(Exercise a) In the email about testing against PostgreSQL, translate this sentence into Spanish: "There will be some soak and load tests of presence and RLS done here over the next couple of weeks so that should give the change a good hammering."

(Excerpt provided)
-- -- --
Hi Daniel,

Thanks for that change.  I have just tested here (the PUA and RLS parts) against PostgreSQL and it seems to work fine.

There will be some soak and load tests of presence and RLS done here over the next couple of weeks so that should give the change a good hammering.

Thanks again,

Peter

On Tue, 2012-03-13 at 14:24 +0100, Daniel-Constantin Mierla wrote:
Hello,

On 3/13/12 12:28 AM, Peter Dunkley wrote:
> Hi,
>
> I can test the PostgreSQL "replace" function if/when it becomes available.
just pushed the code in master. I updated the existing code to compile, 
but had no way of playing with it so far. It will be great if you can 
test it and provide feedback.

All modules using DB replace were updated, just p_usrloc requires 
further review and fix to make it actually working with postgres replace 
command. rls and pua should be ready, but another eye review (and fix if 
something was done wrong) would be good.

Cheers,
Daniel
>   I did think about using locks but was worried about the performance
> implications of locking the whole DB.  I didn't think of hashing on the
> query and just locking for similar queries.
>
> The PostgreSQL rules work for me at the moment and do have the advantage
> that no locking is required, any problems are neatly and quietly handled
> within the DB.  However, a generic solution would be good as I have no
> doubt there are other tables (you already mentioned location) that could
> suffer from the same problems.
-- -- --
Dataset excerpts on object pointing:
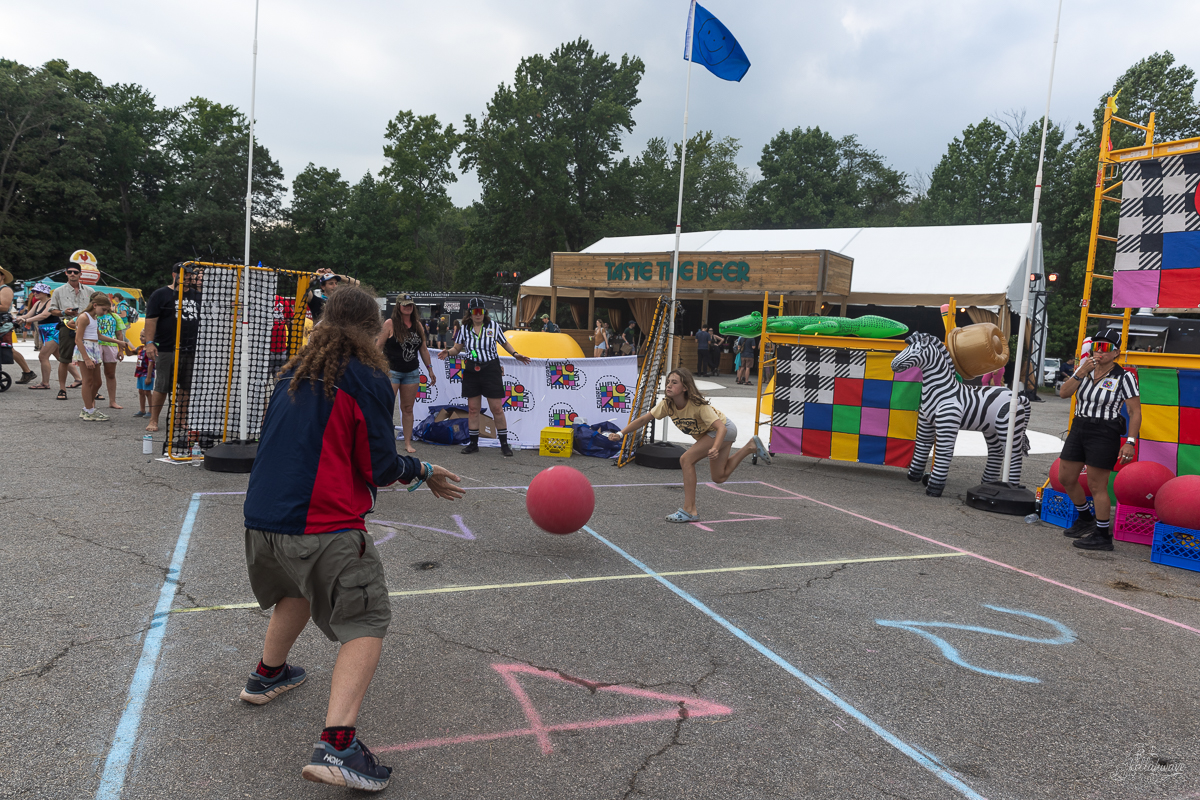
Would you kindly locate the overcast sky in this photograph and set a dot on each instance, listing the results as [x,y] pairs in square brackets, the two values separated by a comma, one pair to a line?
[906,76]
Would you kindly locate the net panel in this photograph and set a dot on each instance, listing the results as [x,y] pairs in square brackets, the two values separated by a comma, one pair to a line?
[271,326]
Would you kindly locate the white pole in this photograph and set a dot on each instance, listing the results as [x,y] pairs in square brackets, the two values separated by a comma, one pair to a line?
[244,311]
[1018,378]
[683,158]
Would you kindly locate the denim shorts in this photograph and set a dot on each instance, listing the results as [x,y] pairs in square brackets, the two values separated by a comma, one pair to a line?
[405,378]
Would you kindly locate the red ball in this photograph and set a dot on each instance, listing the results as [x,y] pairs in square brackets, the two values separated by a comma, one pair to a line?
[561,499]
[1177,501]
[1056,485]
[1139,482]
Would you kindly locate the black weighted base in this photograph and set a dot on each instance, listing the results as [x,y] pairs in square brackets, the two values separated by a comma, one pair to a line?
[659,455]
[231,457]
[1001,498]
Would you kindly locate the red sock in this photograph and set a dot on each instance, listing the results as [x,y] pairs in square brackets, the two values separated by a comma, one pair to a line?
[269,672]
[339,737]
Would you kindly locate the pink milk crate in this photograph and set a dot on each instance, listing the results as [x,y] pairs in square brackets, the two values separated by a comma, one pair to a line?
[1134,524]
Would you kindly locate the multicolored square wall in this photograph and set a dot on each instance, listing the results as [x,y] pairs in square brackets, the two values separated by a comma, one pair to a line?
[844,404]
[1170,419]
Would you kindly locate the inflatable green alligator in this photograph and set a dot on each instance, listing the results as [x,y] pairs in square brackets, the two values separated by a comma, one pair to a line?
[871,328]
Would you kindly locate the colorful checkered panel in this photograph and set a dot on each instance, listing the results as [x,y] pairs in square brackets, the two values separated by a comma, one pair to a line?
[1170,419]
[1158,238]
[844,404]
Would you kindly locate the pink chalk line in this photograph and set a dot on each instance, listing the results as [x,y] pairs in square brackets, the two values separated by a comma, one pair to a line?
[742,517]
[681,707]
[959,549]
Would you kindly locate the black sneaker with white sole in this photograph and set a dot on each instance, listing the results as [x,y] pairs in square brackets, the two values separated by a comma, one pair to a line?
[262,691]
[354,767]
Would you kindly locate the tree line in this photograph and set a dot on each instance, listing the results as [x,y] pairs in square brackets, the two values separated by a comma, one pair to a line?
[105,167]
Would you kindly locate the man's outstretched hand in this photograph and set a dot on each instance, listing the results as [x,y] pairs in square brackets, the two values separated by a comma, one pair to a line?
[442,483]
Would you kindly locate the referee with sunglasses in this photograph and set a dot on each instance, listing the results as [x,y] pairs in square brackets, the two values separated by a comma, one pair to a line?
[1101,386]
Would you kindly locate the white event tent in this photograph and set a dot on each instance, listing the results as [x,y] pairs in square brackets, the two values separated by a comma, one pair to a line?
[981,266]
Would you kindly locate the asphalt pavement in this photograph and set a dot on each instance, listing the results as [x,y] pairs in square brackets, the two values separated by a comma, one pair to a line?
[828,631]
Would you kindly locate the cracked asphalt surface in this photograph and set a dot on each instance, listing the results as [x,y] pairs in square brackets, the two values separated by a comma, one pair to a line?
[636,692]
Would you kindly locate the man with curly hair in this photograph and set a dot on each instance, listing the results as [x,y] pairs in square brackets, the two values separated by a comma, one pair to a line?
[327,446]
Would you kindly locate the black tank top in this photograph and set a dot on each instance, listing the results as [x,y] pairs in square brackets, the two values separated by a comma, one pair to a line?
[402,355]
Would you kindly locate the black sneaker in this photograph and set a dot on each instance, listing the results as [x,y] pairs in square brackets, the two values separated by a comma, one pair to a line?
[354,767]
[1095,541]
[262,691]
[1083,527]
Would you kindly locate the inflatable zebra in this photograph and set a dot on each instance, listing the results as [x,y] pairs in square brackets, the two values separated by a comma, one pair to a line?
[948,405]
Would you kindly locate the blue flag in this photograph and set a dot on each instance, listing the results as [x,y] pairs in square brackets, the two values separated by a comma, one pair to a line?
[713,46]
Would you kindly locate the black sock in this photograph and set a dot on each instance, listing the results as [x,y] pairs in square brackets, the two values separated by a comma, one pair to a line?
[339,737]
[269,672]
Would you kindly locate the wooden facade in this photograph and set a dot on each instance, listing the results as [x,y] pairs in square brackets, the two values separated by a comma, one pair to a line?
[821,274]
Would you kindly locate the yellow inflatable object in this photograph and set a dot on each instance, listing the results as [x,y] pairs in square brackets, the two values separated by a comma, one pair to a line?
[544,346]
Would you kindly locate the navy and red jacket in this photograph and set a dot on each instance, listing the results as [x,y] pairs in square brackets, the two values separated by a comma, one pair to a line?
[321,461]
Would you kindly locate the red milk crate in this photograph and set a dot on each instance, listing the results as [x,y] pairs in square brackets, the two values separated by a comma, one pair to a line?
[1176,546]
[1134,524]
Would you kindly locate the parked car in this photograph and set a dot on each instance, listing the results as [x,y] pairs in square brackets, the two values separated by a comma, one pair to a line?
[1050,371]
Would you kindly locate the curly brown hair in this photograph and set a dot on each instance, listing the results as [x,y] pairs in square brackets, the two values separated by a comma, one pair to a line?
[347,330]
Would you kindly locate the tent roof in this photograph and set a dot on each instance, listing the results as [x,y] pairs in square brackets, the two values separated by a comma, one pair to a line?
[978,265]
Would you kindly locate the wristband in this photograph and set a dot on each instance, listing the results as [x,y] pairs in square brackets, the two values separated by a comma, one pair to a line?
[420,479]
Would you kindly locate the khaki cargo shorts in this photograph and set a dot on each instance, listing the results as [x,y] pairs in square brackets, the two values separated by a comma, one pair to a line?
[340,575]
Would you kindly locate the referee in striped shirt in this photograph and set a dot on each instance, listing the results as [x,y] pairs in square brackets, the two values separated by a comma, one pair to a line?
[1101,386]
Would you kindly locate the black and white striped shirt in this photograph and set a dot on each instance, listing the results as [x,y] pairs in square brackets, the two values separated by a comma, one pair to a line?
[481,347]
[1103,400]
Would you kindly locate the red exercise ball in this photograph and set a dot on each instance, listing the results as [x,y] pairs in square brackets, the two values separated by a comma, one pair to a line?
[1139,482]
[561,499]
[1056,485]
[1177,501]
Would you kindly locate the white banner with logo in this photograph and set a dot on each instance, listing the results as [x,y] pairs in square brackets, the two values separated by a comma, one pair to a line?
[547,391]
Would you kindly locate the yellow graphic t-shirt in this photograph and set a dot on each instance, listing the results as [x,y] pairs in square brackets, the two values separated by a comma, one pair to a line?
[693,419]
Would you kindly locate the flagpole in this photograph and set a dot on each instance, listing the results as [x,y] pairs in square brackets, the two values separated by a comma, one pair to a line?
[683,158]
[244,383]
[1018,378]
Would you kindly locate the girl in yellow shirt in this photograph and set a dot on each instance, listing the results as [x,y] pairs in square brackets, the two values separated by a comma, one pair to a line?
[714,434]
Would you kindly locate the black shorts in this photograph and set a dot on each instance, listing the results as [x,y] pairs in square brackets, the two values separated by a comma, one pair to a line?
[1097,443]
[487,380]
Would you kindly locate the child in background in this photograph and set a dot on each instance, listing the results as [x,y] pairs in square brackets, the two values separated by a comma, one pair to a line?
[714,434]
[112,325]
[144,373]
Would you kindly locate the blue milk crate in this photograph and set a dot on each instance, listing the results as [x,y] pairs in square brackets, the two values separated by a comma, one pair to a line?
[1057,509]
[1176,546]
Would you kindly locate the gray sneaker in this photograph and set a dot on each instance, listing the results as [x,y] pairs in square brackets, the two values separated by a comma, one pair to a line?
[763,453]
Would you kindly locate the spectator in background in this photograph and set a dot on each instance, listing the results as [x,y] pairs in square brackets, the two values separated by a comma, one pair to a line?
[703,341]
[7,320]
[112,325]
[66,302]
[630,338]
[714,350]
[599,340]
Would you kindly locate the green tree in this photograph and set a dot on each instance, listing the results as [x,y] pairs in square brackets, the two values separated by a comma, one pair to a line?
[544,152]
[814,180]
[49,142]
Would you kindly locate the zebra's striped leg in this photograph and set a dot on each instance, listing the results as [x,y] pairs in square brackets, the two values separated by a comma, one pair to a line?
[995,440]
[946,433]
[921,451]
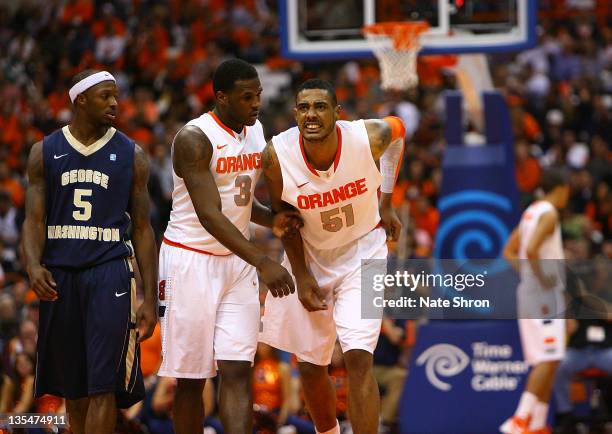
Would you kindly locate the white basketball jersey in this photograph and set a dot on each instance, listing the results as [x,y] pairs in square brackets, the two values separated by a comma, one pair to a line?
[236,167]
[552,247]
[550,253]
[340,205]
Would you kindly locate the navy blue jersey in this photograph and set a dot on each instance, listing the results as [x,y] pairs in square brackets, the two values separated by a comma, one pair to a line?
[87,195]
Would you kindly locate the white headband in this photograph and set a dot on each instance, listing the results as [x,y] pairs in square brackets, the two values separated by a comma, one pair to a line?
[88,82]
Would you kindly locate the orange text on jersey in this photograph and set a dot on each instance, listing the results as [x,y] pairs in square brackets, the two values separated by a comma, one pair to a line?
-- -- --
(Exercise b) Please rewrite the entries from the line containing "Would you kindly locate the green" down to the last line of the entries, both ends included, with the requests kept and -58 added to every coordinate in the answers. Leave the pictures out.

(Expected answer a) Aquí se harán algunas pruebas de resistencia y de carga de presence y RLS durante las próximas dos semanas, así que eso debería someter el cambio a una buena prueba a fondo.

(Expected answer b)
Would you kindly locate the green tree in this photograph and set a dot on each instance, listing the results as [x,y] pairs in square brackets, the two values separated by a comma, one pair to a line?
[486,94]
[756,122]
[-9,84]
Would you kindly locate the zebra's striped leg in this photograph and set a dot on each instance, listing the results as [x,y] pairs in square brackets, the two values separated by a comma, one pair to a line?
[937,382]
[888,375]
[863,393]
Would you kindly locate the white basketball jersey in this photograph and set a dot on each instance, listing the results as [x,y] pairs in square brackets, the two values separated by a comma, one pair to a line?
[178,109]
[494,189]
[492,195]
[282,147]
Would you kindly locate the navy blue jersey in this photograph and set a dot on each instance, listing the results as [x,y] pairs in square brackets, the two values separated by a comma, one pair to a line?
[29,137]
Would you kindly locate the white headband in this photograph and set a dot on each instance, listing the results as [x,y] pairs in square brackets, the two values separated by a comma, one pair to a line?
[30,24]
Would you kindly locate the orange text on jersey in this photograph and set a dot on each instance, listing the results as [x,y] pairs in square brackets, the two values separated by a comma, one pair to a line?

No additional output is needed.